Can you quote exactly the stretch of lines from the one with "Would you be able to tag the venezuelan" through the final line of the material, both ends included?

* start *

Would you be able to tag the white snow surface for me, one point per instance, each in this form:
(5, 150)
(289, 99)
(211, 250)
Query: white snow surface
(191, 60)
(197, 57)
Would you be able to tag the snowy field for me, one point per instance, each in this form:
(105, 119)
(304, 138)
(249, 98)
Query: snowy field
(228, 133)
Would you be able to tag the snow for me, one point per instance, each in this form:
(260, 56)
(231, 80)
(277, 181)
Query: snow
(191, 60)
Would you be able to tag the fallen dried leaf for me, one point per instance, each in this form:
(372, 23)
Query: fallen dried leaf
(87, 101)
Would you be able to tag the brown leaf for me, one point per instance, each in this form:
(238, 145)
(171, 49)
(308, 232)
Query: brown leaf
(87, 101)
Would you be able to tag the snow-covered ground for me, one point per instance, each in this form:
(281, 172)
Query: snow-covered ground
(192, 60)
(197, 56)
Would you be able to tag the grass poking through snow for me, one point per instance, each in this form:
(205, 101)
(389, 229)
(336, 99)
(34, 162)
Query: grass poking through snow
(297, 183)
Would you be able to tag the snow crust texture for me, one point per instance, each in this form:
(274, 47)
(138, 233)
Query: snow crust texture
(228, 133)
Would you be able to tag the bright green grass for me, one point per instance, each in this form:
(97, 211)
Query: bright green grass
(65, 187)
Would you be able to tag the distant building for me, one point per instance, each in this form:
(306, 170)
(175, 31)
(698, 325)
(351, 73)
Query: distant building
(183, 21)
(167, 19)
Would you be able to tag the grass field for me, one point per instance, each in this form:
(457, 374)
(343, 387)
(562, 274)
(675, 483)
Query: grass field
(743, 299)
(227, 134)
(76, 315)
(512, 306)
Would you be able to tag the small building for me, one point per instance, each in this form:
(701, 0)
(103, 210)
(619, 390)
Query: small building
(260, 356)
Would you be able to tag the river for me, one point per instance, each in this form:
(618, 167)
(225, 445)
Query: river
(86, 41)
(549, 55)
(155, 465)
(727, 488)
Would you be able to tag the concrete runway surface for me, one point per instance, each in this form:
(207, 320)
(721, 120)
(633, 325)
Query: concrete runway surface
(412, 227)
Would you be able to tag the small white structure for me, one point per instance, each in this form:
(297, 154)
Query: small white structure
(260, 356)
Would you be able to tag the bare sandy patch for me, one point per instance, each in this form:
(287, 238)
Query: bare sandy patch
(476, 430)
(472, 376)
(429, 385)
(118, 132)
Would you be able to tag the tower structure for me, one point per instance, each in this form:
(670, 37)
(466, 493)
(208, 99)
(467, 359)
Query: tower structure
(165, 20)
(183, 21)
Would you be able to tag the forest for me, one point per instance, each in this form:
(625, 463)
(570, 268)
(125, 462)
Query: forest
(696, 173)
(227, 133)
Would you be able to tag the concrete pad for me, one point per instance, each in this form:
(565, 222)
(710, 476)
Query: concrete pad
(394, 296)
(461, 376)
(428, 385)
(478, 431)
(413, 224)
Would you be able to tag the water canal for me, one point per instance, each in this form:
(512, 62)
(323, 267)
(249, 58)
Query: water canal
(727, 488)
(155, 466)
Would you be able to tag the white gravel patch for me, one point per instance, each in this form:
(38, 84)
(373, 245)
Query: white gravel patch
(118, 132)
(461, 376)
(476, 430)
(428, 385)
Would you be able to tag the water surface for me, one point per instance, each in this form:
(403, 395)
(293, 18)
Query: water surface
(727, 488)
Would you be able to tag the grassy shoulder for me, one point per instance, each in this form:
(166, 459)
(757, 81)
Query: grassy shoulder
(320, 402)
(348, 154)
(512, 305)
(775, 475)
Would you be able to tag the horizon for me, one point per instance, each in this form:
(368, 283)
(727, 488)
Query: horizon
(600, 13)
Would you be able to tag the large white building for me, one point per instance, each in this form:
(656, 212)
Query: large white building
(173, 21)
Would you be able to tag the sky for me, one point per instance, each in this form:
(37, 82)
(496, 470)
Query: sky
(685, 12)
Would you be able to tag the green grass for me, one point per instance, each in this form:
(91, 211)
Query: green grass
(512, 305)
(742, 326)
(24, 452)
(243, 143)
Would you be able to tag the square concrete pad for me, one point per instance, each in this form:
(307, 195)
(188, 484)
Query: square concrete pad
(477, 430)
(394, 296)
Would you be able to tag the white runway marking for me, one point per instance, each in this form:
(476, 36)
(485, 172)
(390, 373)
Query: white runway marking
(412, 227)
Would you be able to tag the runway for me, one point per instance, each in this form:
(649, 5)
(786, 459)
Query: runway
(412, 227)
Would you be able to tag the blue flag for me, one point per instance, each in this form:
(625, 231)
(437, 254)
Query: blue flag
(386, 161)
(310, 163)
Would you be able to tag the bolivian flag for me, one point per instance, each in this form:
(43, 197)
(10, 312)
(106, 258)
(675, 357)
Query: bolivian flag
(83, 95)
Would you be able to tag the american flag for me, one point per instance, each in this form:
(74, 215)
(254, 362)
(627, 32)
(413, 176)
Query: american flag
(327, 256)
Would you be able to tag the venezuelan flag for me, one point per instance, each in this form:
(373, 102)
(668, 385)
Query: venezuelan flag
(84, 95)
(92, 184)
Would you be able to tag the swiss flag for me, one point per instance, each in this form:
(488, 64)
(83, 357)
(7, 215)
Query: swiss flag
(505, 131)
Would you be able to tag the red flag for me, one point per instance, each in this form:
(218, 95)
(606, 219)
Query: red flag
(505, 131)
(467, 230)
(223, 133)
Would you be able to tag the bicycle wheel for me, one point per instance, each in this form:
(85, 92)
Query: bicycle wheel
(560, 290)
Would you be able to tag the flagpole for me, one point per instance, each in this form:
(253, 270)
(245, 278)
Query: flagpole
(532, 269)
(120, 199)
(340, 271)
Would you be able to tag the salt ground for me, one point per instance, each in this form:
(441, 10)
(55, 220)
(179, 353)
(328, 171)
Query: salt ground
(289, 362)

* end *

* **IN RESPONSE**:
Would you be able to tag the venezuelan flag for me, one point per instance, each in this form:
(373, 102)
(668, 385)
Query: venezuelan flag
(84, 95)
(92, 184)
Would you be able to tag the swiss flag for me, one point per instance, each in this form:
(488, 64)
(83, 357)
(7, 215)
Query: swiss flag
(505, 131)
Would you be able to tag the red flag for me, one point per instance, each in this form:
(218, 95)
(606, 219)
Query: red flag
(505, 131)
(467, 230)
(223, 133)
Would you be able to tag the bicycle wheel for me, one point per instance, each in this form:
(85, 92)
Query: bicycle wheel
(560, 290)
Would you be able to tag the flagpole for me, one point per instance, each in this form:
(253, 270)
(245, 278)
Query: flagpole
(532, 269)
(120, 199)
(340, 271)
Would you be able to tag the salt ground for me, one point per instance, each in this form:
(441, 10)
(55, 220)
(179, 353)
(328, 171)
Query: salt ground
(289, 362)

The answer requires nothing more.